-- start Material for this task --
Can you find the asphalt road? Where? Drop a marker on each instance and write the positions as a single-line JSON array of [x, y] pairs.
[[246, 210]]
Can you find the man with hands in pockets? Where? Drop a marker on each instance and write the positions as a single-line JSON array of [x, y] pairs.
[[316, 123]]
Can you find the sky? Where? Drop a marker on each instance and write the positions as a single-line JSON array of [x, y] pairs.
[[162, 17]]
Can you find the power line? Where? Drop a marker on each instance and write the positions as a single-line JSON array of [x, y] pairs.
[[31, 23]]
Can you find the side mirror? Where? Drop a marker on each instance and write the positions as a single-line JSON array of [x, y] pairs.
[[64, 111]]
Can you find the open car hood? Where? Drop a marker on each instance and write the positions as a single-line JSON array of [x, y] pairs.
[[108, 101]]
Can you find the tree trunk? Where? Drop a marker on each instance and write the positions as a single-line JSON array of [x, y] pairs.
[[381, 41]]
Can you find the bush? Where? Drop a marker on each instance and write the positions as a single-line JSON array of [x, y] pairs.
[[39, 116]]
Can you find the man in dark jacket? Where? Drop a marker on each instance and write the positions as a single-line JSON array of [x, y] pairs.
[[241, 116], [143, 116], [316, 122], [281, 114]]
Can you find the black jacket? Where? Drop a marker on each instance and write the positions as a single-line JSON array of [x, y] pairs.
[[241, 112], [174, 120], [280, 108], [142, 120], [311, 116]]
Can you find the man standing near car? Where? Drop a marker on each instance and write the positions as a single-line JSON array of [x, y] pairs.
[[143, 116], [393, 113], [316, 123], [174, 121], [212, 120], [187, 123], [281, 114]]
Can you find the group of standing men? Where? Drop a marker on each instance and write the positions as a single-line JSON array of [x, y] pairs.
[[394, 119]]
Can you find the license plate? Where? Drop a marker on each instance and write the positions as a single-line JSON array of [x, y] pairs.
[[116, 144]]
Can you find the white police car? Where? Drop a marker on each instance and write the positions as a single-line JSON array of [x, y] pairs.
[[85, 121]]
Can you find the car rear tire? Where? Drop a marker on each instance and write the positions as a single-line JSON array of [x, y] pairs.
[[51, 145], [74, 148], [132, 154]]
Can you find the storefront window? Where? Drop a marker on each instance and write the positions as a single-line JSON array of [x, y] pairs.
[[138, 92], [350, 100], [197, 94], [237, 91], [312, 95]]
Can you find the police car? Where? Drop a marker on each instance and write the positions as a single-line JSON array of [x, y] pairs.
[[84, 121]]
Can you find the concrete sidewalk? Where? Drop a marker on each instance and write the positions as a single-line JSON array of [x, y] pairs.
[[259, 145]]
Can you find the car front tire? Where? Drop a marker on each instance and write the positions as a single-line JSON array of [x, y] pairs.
-- end Material for this task --
Rewrite the listing above with "Drop a marker" replaced by "Place a point" everywhere it occurs, leaving every other word unchanged.

Exercise solution »
Can you find the asphalt road? Where? Place a point on each instance and write the positions as a single-line JSON array of [x, y] pairs.
[[246, 210]]
Can you find the man with hands in pockets? Where? Place a point on each instance and write the positions as a single-line JSON array of [x, y] pairs.
[[316, 123]]
Can you find the sky? Where? Place a point on each instance and write the positions as a single-line JSON array of [x, y] pairs.
[[162, 17]]
Can you find the power line? Where? Place a point on each instance and write the positions as a single-line JSON array of [x, y] pairs.
[[31, 23]]
Can you find the side mirror? Where? Place a point on each instance and write the positions as a single-line JSON array of [x, y] pairs.
[[64, 111]]
Can you find the open car hood? Where? Place a point on each instance and write the positions as a single-line JSON array of [x, y] pairs.
[[108, 101]]
Can you find the tree trunk? Where? Place a point on each instance and write the positions as a single-line JSON array of [x, y] pairs.
[[381, 41]]
Can you find the bush? Where? Place a point on each instance and write the positions as a single-line JSON array of [x, y] pairs.
[[39, 116]]
Can you find the man in dark jacket? Where? Place a point on each instance and write the positions as a single-line JSON array of [x, y] pairs.
[[241, 116], [143, 116], [316, 122], [281, 114]]
Can you find the black jacket? Where? Place a point on each instance and write the positions as a single-line JSON array of [x, y] pairs.
[[241, 112], [174, 120], [280, 108], [142, 120], [311, 116]]
Can you find the man standing near car? Where? Place a point on each instance and write the positions as a single-line JSON array of [x, y] pairs.
[[143, 116], [393, 113], [316, 123], [174, 121], [212, 120], [187, 123], [281, 114]]
Can you find the group of standing men? Where? Place a point on each instance and write the positions as a single-line JSON array of [x, y] pairs.
[[394, 119]]
Can you find the license plate? Where? Place a point on each instance and write the positions as a single-line JSON array of [x, y] pairs.
[[116, 144]]
Can you find the white police car? Where? Place a point on each instance and write the positions as a single-line JSON array of [x, y] pairs.
[[85, 121]]
Can you find the car rear tire? Where? Place a point on each instance and write the positions as a single-line JSON array of [x, y] pairs.
[[51, 145], [74, 148], [132, 154]]
Can you find the storefront window? Where? Place a point on each instance and write the positions as a single-line JSON array of [x, y] pairs.
[[138, 92], [350, 100], [197, 94], [237, 91], [312, 95]]
Can you find the police car? Where? Place a point on each instance and write the positions as a single-line JSON array of [x, y] pairs.
[[84, 121]]
Can you find the concrete sidewalk? Where? Place a point on each instance and write the positions as a single-line JSON array of [x, y] pairs.
[[259, 145]]
Can you find the car front tire? Where? Place a point on each instance and write the positions as a single-line JSON array of [x, y] pairs.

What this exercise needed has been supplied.